*PROBLEM*: All of the entries are to be written out again verbatim.

Saved entries
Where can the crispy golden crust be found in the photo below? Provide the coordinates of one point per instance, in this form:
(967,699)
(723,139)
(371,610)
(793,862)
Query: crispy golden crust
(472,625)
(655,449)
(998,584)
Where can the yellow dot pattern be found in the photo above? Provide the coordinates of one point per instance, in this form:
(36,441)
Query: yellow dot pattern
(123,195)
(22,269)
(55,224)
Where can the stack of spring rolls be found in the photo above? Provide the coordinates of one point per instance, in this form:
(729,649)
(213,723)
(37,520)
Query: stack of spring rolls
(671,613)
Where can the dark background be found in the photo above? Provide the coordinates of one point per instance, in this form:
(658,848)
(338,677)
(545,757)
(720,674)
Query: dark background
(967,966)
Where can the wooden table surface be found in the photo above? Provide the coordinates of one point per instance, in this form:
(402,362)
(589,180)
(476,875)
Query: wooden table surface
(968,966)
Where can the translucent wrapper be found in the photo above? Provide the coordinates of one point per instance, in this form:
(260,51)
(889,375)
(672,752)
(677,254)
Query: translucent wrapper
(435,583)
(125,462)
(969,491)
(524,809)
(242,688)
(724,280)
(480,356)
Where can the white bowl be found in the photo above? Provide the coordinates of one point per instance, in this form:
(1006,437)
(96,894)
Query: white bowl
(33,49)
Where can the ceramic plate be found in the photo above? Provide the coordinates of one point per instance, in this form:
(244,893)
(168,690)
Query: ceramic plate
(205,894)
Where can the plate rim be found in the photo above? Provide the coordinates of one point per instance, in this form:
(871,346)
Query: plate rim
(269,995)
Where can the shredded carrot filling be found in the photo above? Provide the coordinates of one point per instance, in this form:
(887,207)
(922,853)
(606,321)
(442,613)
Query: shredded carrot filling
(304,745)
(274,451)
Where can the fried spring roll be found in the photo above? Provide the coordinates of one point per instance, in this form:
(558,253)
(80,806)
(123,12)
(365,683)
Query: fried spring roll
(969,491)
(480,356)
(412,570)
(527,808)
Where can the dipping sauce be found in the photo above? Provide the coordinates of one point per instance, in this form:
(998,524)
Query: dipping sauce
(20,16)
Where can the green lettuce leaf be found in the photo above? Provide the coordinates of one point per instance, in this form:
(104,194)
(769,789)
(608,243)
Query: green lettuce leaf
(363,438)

*OUTPUT FOR THIS EXERCISE*:
Where can the crispy golden crust be found in the photo below? Provide the coordinates of one point per instance, in this form:
(967,699)
(723,139)
(371,610)
(793,862)
Query: crispy golden crust
(472,625)
(655,449)
(998,584)
Where can the yellow dot pattern be found in the photo above? Provide the coordinates of one point per instance, in this form:
(36,441)
Query: yellow dot pattern
(123,195)
(22,269)
(55,224)
Where can the stack of spring rolls be found in the photo above? Provide the coordinates of one point per instance, in this form:
(729,649)
(213,723)
(37,520)
Query: stack of spring rolls
(671,613)
Where can the dark background be found in the photo above? Provide the coordinates of one point per instance, in this form:
(658,848)
(338,677)
(545,757)
(720,674)
Query: dark background
(967,966)
Where can the wooden table surface be found in the photo above? Provide the coordinates of one point per instance, in this form:
(402,362)
(589,180)
(476,875)
Query: wooden table surface
(968,966)
Where can the translucent wrapper be found in the photo above? Provide the coordinates of one point per instance, in this form:
(260,51)
(889,375)
(672,752)
(677,254)
Query: translucent wrapper
(435,583)
(125,462)
(969,491)
(524,809)
(242,688)
(724,280)
(480,356)
Where can the white bowl be found in the photo above? Provide the coordinates of one point per instance, in this form:
(1006,437)
(96,894)
Query: white bowl
(33,49)
Where can the ceramic plate be found in the photo above? Provide the coordinates of one point per instance, in this form:
(244,893)
(168,690)
Query: ceramic plate
(205,894)
Where can the plate rim be found in the photo above? Provide the coordinates of one point per instance, in this form:
(871,346)
Query: plate rim
(269,995)
Where can the shredded carrot filling be found in the photo above? Provide the coordinates of one point per instance, in this form:
(887,207)
(922,853)
(606,321)
(442,613)
Query: shredded carrot filling
(304,745)
(274,451)
Where can the fried spring roll be found in the photo above? Provide the coordinates of one point per instance, in this form:
(558,253)
(80,806)
(123,12)
(365,683)
Query: fried spring roll
(969,491)
(480,356)
(412,570)
(527,808)
Where can the dipping sauce be found in the photo above? Provide the coordinates of one point per instance, in this form:
(998,524)
Query: dipping sauce
(20,16)
Where can the green lettuce leaf be found in the photo above? Provide the coordinates of one point per instance, in this form:
(104,194)
(769,789)
(608,243)
Query: green lettuce leaf
(363,438)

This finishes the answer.